*SUPPLIED RECORDS:*
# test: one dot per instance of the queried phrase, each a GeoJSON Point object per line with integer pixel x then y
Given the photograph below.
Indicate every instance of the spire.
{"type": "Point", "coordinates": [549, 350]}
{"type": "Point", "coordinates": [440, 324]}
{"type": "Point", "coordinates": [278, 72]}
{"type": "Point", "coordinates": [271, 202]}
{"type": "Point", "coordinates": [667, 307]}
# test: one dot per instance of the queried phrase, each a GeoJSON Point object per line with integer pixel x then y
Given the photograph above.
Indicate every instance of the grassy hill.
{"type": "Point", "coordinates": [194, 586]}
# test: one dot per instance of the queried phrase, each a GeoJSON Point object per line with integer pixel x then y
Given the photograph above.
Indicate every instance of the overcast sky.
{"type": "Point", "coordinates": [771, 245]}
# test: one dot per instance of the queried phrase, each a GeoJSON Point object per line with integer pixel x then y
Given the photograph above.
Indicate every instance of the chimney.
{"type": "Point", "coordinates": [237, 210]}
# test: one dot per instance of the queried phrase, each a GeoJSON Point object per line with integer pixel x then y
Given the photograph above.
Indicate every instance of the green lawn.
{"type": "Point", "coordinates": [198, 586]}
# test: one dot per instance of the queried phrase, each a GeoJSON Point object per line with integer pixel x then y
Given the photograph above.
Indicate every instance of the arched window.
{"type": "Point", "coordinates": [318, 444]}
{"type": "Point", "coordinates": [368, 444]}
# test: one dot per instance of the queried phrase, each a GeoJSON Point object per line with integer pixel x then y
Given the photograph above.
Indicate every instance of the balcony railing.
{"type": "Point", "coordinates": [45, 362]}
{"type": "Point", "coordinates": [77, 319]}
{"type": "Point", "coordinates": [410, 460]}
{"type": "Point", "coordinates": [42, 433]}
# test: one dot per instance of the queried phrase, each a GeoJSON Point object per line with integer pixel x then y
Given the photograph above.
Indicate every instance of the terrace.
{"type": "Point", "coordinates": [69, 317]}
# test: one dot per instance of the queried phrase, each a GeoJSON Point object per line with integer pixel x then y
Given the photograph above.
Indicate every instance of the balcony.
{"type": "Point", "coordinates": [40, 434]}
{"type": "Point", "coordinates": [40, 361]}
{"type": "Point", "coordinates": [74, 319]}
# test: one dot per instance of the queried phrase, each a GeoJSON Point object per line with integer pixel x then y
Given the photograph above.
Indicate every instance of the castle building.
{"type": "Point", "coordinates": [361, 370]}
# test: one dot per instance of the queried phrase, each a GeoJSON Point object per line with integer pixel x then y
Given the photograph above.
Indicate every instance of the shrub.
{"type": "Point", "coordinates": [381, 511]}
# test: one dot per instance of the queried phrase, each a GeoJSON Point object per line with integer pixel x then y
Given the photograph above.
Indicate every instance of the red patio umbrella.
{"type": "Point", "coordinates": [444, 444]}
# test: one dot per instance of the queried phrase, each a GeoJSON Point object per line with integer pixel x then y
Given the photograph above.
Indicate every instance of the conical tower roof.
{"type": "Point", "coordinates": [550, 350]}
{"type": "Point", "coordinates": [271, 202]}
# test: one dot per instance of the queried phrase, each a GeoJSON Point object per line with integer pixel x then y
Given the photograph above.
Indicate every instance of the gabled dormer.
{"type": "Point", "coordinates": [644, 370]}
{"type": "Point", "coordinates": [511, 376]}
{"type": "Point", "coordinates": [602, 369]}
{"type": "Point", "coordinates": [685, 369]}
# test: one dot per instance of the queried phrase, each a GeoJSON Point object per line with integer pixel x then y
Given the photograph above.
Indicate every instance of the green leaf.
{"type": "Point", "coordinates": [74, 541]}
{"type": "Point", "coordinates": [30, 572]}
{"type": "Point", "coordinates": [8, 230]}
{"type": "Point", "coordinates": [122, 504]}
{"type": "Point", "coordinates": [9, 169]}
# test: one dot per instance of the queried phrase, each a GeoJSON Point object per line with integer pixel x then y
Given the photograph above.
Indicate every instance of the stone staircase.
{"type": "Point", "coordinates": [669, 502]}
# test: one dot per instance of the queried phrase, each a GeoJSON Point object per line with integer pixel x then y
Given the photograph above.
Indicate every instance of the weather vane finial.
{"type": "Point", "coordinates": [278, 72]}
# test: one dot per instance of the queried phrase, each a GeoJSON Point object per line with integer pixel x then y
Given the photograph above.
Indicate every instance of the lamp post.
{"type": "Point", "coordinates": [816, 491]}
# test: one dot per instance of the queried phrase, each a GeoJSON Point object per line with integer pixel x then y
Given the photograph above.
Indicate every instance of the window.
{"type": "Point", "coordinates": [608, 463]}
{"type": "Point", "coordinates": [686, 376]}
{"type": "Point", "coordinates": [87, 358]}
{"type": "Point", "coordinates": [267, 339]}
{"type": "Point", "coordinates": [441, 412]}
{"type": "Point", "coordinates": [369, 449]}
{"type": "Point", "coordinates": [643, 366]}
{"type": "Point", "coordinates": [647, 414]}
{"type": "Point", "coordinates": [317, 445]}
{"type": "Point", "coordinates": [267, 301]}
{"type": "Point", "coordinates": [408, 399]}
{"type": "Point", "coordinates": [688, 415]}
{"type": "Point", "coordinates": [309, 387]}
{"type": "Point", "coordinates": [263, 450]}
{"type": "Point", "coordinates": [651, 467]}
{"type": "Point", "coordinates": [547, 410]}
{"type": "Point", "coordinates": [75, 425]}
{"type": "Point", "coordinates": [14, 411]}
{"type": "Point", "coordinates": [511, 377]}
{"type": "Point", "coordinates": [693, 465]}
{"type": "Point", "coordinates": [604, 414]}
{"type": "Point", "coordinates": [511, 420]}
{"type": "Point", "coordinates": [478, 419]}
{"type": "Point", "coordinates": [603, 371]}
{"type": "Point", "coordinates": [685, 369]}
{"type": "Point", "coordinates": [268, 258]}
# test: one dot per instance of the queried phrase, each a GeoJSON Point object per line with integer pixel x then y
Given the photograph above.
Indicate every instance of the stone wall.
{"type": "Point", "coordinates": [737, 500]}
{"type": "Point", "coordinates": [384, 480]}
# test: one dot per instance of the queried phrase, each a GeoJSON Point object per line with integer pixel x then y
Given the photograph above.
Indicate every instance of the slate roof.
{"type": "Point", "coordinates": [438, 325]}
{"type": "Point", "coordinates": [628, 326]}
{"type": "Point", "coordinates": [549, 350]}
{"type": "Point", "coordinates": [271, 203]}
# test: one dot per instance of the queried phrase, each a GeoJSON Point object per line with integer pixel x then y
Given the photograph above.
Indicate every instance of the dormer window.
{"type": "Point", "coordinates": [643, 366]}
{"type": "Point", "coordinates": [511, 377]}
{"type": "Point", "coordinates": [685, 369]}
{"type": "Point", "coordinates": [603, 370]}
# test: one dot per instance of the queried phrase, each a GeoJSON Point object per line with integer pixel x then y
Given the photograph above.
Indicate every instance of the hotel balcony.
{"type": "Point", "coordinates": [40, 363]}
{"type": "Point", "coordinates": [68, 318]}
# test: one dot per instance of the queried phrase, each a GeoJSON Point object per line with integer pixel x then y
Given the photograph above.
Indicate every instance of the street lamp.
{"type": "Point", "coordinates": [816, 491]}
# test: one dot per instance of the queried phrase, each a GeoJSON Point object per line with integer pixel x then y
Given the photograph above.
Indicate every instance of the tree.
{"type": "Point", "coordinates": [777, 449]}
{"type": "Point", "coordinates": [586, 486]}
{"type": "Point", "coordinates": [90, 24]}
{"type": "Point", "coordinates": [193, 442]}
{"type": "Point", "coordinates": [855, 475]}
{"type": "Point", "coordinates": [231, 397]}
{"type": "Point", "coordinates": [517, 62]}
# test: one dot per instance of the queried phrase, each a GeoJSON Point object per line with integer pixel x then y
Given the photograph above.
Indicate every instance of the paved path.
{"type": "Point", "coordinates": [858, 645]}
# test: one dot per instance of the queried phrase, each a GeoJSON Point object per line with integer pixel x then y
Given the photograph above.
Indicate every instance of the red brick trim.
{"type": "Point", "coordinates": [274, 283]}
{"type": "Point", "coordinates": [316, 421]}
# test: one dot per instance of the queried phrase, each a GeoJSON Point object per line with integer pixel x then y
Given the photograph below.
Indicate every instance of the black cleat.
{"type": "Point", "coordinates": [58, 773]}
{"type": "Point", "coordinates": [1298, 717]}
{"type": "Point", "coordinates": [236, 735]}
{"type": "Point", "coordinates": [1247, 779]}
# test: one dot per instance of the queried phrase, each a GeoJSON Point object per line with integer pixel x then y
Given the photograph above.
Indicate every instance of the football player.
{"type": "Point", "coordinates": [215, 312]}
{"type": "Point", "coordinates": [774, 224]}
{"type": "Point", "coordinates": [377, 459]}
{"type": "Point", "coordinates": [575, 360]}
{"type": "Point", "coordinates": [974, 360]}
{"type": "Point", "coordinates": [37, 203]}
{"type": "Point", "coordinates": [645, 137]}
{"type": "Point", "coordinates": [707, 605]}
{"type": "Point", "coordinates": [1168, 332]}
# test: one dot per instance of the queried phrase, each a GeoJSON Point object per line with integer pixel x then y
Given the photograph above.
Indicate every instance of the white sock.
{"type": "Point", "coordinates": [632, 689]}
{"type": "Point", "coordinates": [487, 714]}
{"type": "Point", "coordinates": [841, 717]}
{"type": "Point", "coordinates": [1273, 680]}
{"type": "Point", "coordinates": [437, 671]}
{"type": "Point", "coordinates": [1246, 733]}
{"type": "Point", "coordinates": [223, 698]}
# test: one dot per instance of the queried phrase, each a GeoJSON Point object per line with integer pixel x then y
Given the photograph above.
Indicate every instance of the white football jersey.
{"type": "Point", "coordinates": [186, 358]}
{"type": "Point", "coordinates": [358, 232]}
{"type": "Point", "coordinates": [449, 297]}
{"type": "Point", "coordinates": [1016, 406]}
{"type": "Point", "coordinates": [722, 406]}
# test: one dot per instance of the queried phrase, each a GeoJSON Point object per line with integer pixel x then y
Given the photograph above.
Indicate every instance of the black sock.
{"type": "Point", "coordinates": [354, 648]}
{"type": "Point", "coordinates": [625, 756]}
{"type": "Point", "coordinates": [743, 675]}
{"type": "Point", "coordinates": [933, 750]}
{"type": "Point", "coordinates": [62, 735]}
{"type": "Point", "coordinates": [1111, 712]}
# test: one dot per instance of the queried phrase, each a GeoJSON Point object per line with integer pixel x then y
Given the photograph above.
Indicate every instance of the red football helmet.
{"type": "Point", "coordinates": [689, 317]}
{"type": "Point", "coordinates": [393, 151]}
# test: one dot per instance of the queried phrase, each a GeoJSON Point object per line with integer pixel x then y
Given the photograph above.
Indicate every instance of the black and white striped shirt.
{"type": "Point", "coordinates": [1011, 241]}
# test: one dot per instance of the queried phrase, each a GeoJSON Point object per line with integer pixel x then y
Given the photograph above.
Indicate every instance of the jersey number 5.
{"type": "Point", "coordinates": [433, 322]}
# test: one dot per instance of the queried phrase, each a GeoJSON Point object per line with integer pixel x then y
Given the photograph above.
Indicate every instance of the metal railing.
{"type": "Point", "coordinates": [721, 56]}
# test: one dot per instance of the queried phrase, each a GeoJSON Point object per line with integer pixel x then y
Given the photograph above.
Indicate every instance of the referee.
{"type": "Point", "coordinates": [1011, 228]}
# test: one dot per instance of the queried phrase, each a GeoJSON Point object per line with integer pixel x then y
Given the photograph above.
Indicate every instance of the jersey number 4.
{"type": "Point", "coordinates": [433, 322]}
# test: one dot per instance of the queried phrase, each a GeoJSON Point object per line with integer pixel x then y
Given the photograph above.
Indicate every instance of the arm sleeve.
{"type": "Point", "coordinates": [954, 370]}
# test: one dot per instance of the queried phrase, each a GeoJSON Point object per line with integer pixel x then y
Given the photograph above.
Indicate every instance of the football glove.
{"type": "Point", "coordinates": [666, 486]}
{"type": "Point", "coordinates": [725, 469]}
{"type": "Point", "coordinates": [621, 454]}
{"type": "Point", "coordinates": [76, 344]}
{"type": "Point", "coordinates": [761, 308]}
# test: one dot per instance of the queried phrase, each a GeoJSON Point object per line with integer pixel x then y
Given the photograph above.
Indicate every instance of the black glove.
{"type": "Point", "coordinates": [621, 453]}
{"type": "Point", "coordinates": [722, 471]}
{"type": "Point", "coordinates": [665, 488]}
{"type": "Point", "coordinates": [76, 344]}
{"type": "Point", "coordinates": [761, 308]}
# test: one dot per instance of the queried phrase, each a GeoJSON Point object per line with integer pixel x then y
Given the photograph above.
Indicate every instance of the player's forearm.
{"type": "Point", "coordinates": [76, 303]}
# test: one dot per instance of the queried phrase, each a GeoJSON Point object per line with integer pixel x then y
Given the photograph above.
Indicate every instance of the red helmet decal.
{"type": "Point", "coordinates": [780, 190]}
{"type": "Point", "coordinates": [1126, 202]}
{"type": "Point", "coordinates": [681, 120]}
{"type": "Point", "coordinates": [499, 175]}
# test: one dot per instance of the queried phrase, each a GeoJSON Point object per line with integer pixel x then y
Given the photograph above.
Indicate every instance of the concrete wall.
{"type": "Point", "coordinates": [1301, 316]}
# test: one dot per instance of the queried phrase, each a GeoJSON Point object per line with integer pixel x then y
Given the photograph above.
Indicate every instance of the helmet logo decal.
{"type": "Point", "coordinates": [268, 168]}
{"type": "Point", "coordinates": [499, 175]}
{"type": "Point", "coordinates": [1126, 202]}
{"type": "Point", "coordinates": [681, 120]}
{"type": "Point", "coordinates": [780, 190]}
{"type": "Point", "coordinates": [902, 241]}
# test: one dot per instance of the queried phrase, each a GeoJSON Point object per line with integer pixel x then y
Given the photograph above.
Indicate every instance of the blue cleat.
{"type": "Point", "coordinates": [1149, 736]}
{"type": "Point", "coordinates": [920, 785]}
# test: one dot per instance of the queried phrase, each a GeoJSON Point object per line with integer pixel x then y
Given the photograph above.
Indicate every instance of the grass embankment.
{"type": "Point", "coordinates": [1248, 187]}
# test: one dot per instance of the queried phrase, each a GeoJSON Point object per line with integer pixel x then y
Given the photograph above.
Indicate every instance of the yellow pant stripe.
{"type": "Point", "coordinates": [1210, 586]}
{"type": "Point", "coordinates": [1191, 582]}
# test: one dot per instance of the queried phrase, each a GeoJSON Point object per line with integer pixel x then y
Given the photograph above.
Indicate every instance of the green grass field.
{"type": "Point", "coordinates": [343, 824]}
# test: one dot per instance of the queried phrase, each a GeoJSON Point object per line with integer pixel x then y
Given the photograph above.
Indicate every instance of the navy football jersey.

*WHAT YOU NEED TO DO:* Reproduce only those lines of the entries above that run from the line with "Indicate every instance of the concrete wall." to the final line.

*REPLY TO THE EXERCISE:*
Indicate every instance of the concrete wall.
{"type": "Point", "coordinates": [1301, 316]}
# test: one dot per instance of the queried phrase, each a GeoJSON Point object per line with integer pixel x then y
Given the photograph above.
Indicate every instance of the helmet logo decal.
{"type": "Point", "coordinates": [268, 168]}
{"type": "Point", "coordinates": [499, 175]}
{"type": "Point", "coordinates": [1126, 202]}
{"type": "Point", "coordinates": [681, 120]}
{"type": "Point", "coordinates": [780, 190]}
{"type": "Point", "coordinates": [902, 241]}
# test: one dot per instance of the queried phrase, each a GeoJSON Point object per line with integer pixel x then y
Given the photograph above.
Indicate every instance of the blue cleat.
{"type": "Point", "coordinates": [1149, 736]}
{"type": "Point", "coordinates": [920, 785]}
# test: one dot per instance of the queried phrase, each a GeoJSON Point object per line with integer pixel x then y
Given the photograph above.
Indicate every instance of the grass embankment.
{"type": "Point", "coordinates": [1248, 187]}
# test: one dot per instance of the queried phrase, each a GeoJSON Point object per line with integer pixel x then y
Given the photograph above.
Indicate every instance of the yellow pant stripe.
{"type": "Point", "coordinates": [1210, 586]}
{"type": "Point", "coordinates": [1191, 582]}
# test: one dot per instance of the queried phrase, each a GeoJSON Point object per line with integer pixel x then y
Given the photograph above.
Indicate every instance of the green grass field.
{"type": "Point", "coordinates": [343, 824]}
# test: one dot per instance of the queried phrase, each a GeoJSON Point object per line with integer pixel x then y
Given the photograph above.
Indicate every instance of the navy football jersey.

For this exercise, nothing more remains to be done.